Description of the task:
Omit every picture and return the rest of the data unaltered.
## Start
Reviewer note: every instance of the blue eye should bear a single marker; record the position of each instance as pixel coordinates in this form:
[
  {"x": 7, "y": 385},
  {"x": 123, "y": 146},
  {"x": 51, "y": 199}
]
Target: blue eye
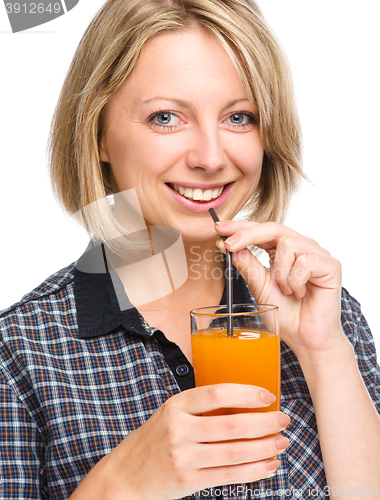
[
  {"x": 242, "y": 120},
  {"x": 237, "y": 118},
  {"x": 164, "y": 118}
]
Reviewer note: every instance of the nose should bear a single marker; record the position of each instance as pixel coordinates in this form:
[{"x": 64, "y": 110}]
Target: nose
[{"x": 207, "y": 151}]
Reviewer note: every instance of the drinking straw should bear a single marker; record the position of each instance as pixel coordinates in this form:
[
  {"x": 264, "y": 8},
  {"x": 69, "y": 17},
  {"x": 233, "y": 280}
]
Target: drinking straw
[{"x": 229, "y": 271}]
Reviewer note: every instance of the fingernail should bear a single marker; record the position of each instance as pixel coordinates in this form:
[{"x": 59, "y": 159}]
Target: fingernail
[
  {"x": 267, "y": 397},
  {"x": 281, "y": 443},
  {"x": 273, "y": 464},
  {"x": 284, "y": 419},
  {"x": 220, "y": 244},
  {"x": 232, "y": 240}
]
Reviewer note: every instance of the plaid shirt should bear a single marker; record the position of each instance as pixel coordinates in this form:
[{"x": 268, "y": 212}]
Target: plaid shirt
[{"x": 77, "y": 375}]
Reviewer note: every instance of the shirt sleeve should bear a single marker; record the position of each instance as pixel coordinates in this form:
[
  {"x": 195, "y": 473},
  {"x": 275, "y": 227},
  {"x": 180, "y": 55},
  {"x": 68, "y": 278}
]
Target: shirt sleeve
[
  {"x": 21, "y": 449},
  {"x": 358, "y": 332}
]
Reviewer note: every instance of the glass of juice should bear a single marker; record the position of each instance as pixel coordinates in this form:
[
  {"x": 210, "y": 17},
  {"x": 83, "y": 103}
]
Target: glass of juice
[{"x": 251, "y": 355}]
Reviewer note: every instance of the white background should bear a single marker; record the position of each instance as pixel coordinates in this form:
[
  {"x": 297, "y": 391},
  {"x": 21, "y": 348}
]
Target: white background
[{"x": 333, "y": 49}]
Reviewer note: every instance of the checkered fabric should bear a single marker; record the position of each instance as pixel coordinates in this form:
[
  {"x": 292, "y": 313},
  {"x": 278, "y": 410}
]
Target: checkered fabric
[{"x": 68, "y": 398}]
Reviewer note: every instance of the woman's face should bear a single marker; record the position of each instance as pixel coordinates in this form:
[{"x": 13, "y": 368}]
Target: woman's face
[{"x": 181, "y": 130}]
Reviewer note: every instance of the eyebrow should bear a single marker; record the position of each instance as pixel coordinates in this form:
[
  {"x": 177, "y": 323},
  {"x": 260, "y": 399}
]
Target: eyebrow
[{"x": 190, "y": 105}]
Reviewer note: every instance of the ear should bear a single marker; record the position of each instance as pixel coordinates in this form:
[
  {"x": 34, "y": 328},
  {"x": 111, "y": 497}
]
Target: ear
[{"x": 103, "y": 150}]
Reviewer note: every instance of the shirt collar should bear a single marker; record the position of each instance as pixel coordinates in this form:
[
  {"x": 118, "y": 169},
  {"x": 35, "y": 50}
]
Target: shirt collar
[{"x": 98, "y": 305}]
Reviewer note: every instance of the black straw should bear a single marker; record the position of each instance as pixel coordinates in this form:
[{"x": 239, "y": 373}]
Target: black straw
[{"x": 229, "y": 277}]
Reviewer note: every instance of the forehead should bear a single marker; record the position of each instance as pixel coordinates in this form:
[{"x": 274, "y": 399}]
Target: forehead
[{"x": 186, "y": 64}]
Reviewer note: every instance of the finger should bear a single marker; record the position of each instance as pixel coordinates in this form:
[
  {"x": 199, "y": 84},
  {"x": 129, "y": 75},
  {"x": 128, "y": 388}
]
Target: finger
[
  {"x": 238, "y": 426},
  {"x": 211, "y": 397},
  {"x": 319, "y": 270},
  {"x": 250, "y": 268},
  {"x": 240, "y": 452},
  {"x": 288, "y": 250},
  {"x": 237, "y": 474},
  {"x": 245, "y": 234}
]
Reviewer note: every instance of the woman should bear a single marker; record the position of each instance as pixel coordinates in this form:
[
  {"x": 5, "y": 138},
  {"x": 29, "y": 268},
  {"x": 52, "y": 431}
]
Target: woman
[{"x": 98, "y": 395}]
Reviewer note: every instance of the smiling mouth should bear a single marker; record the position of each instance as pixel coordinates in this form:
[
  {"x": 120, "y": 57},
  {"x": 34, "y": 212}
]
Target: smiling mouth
[{"x": 198, "y": 194}]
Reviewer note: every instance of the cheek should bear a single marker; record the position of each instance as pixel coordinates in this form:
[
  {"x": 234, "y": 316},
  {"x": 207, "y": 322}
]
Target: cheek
[{"x": 248, "y": 154}]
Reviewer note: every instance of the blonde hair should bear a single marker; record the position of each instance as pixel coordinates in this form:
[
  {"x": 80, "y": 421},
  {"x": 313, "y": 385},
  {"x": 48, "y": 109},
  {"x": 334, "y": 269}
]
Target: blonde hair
[{"x": 105, "y": 58}]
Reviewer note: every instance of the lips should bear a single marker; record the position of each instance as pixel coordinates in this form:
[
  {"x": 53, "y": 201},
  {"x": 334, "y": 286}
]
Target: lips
[
  {"x": 195, "y": 191},
  {"x": 197, "y": 194}
]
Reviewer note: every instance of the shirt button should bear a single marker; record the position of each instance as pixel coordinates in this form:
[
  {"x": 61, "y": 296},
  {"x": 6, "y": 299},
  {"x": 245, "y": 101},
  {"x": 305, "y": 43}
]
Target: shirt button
[{"x": 182, "y": 370}]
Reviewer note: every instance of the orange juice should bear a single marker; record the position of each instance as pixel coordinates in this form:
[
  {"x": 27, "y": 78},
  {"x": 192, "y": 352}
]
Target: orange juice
[{"x": 246, "y": 357}]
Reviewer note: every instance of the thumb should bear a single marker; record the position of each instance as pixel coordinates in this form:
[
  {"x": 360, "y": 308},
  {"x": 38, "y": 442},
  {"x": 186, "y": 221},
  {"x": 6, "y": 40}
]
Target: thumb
[{"x": 250, "y": 268}]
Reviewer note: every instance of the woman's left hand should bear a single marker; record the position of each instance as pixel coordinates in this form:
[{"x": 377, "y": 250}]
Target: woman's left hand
[{"x": 304, "y": 281}]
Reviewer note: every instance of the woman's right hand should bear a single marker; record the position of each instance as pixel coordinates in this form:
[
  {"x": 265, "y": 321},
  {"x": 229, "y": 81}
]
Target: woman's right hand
[{"x": 179, "y": 451}]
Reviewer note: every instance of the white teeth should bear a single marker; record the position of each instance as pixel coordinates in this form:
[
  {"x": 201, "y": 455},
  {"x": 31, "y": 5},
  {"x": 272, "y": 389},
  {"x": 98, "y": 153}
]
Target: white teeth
[
  {"x": 207, "y": 195},
  {"x": 197, "y": 194},
  {"x": 188, "y": 193}
]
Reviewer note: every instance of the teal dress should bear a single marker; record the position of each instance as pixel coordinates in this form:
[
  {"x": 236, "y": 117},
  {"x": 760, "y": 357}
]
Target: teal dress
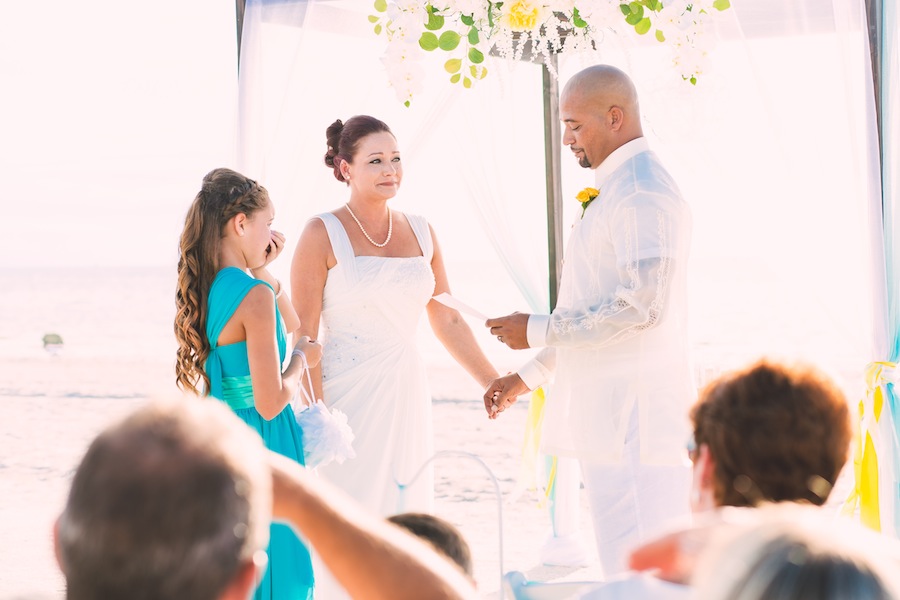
[{"x": 288, "y": 574}]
## End
Task solution:
Reviewer note: every instance of the blue eye should bear a single marker; record the position of each instance as pixel coordinates in this form:
[
  {"x": 7, "y": 385},
  {"x": 123, "y": 146},
  {"x": 51, "y": 199}
]
Target: blue eye
[
  {"x": 242, "y": 120},
  {"x": 237, "y": 118},
  {"x": 164, "y": 118}
]
Reviewer note: every instance of the nose should bear a single marker; record the position of each instance as pixel coordinates in this form:
[{"x": 64, "y": 110}]
Target: nose
[{"x": 207, "y": 151}]
Reviewer note: every instance of the drinking straw should bear a single marker; record the position of each instance as pixel coordinates in this form:
[
  {"x": 264, "y": 8},
  {"x": 69, "y": 17},
  {"x": 233, "y": 280}
]
Target: drinking straw
[{"x": 229, "y": 271}]
Reviewer note: every instance of the fingernail should bear a single marker; record the position of each instance as pixel coordinates in this form:
[{"x": 59, "y": 159}]
Target: fingernail
[
  {"x": 267, "y": 397},
  {"x": 281, "y": 443},
  {"x": 273, "y": 464},
  {"x": 284, "y": 419},
  {"x": 220, "y": 244},
  {"x": 232, "y": 240}
]
Reviewer note: every instance of the plaid shirt should bear a single marker; record the position of each instance as pixel coordinates in this form:
[{"x": 268, "y": 212}]
Target: plaid shirt
[{"x": 77, "y": 375}]
Reviewer note: every instance of the shirt sleeve should bear a single marker; record the position of each instance as pixel coordinates in this form:
[
  {"x": 195, "y": 473},
  {"x": 275, "y": 227},
  {"x": 180, "y": 55},
  {"x": 68, "y": 278}
]
Target: shirt sleeve
[
  {"x": 21, "y": 449},
  {"x": 358, "y": 332}
]
Reviewer note: every instance of the glass of juice should bear a single marker; record the position of each instance as pixel coordinates in this form:
[
  {"x": 210, "y": 17},
  {"x": 83, "y": 103}
]
Target: glass of juice
[{"x": 251, "y": 355}]
Reviewer note: every instance of the white background should bear a single marker; record the position of each instance as pixel coordinates in this form:
[
  {"x": 297, "y": 391},
  {"x": 21, "y": 348}
]
Target: white background
[{"x": 333, "y": 49}]
Reviewer note: every instance of the checkered fabric should bear a single marker; record the position of each instance as pixel coordinates in this form:
[
  {"x": 292, "y": 313},
  {"x": 278, "y": 410}
]
Target: checkered fabric
[{"x": 68, "y": 398}]
Reviewer note: every instance of the woman's face should bear a single marker; record the position of each instance as pixel coordinates in this form:
[{"x": 13, "y": 368}]
Target: woman's face
[{"x": 181, "y": 130}]
Reviewer note: every instance of the eyebrow should bear a single marker; record the position of each instance as pixel coordinates in this form:
[
  {"x": 177, "y": 323},
  {"x": 260, "y": 399}
]
Target: eyebrow
[{"x": 190, "y": 105}]
Reviewer note: every instance of the ear should bear a single marker; record the position of each instance as pixel coordinates in this form:
[
  {"x": 34, "y": 328},
  {"x": 111, "y": 497}
]
Target: ear
[{"x": 103, "y": 150}]
Reviewer note: every instance of the shirt collar should bear a single marker; record the position of each instance as pixel coordinates in this form:
[
  {"x": 118, "y": 169},
  {"x": 35, "y": 50}
]
Target: shirt collar
[{"x": 98, "y": 305}]
Reviewer note: every instance of the black straw should bear a single marker; record the position of each instance as pixel coordinates in this form:
[{"x": 239, "y": 373}]
Target: black straw
[{"x": 229, "y": 277}]
Reviewer note: every instance of the forehead should bear a single marker; record the position of each instance as pixel coordinates in this form:
[{"x": 274, "y": 399}]
Target: forehead
[{"x": 186, "y": 64}]
Reviewer note: every instance of the finger should bear a single marker; record the position of each instance as pixel coordinates in this form:
[
  {"x": 199, "y": 84},
  {"x": 129, "y": 75},
  {"x": 128, "y": 388}
]
Target: finger
[
  {"x": 238, "y": 426},
  {"x": 211, "y": 397},
  {"x": 319, "y": 270},
  {"x": 250, "y": 268},
  {"x": 240, "y": 452},
  {"x": 288, "y": 250},
  {"x": 237, "y": 474},
  {"x": 245, "y": 234}
]
Reviewer note: every instance of the woman should bear a single marker; record the position of each instance as pixel coordinates in this form:
[
  {"x": 5, "y": 138},
  {"x": 29, "y": 268},
  {"x": 52, "y": 431}
]
Target: woman
[{"x": 98, "y": 395}]
Reviewer note: every instance of the smiling mouth should bear a single marker; record the position of each instance as pixel coordinates in this form:
[
  {"x": 120, "y": 57},
  {"x": 34, "y": 212}
]
Target: smiling mouth
[{"x": 198, "y": 194}]
Reviewer note: every instance of the cheek should bear a single marker; record the position of each instance as pixel coordinates in this form:
[
  {"x": 234, "y": 316},
  {"x": 207, "y": 322}
]
Target: cheek
[{"x": 248, "y": 154}]
Reviewer note: every instance of the blonde hair should bear a single marker; record the position of each instance as pixel coordinates in this form:
[
  {"x": 80, "y": 421},
  {"x": 313, "y": 385},
  {"x": 48, "y": 109},
  {"x": 334, "y": 269}
]
Target: blonde hair
[{"x": 105, "y": 58}]
Reviewer note: every instance of the lips should bear a single marker; record the position of each instance as pixel coordinates in this form:
[
  {"x": 53, "y": 201},
  {"x": 334, "y": 286}
]
Target: lips
[
  {"x": 195, "y": 191},
  {"x": 197, "y": 194}
]
Reviewer note: every instance of the shirt button should bear a single marker; record the position of each instance as pixel coordinates in this form:
[
  {"x": 61, "y": 296},
  {"x": 6, "y": 299},
  {"x": 245, "y": 101},
  {"x": 305, "y": 43}
]
Target: shirt button
[{"x": 182, "y": 370}]
Reviewer note: every instance of the orange juice should bear a single marker; record the position of each instance as pixel coordinates in this form:
[
  {"x": 27, "y": 78},
  {"x": 192, "y": 352}
]
Target: orange juice
[{"x": 246, "y": 357}]
Reviewer note: every instance of the thumb should bear a single marker; record the position of each instance as pixel coordinates in this form:
[
  {"x": 360, "y": 308},
  {"x": 38, "y": 442},
  {"x": 186, "y": 221},
  {"x": 6, "y": 40}
]
Target: thumb
[{"x": 250, "y": 268}]
Reviewer note: every instance of the woman's left hand should bear a single marker; record the position of each instance as pixel coordinates in this form:
[{"x": 377, "y": 250}]
Target: woman's left hand
[{"x": 304, "y": 281}]
Reviewer note: every instance of the woman's right hand should bear a single marker; record the position of each instance as pixel coordinates in this form:
[
  {"x": 265, "y": 321},
  {"x": 229, "y": 81}
]
Target: woman's right hand
[{"x": 179, "y": 451}]
Reviewer note: every instance of the white teeth should bear a single marker; record the position of each instance as pixel coordinates in this form:
[
  {"x": 201, "y": 455},
  {"x": 31, "y": 5},
  {"x": 272, "y": 389},
  {"x": 98, "y": 153}
]
Target: white teeth
[
  {"x": 207, "y": 195},
  {"x": 197, "y": 194},
  {"x": 188, "y": 193}
]
Reviewer note: every instance of the teal dress should bear a single marker; record the position of each instance as pixel coordinates in this form:
[
  {"x": 236, "y": 117},
  {"x": 760, "y": 357}
]
Target: teal dress
[{"x": 288, "y": 574}]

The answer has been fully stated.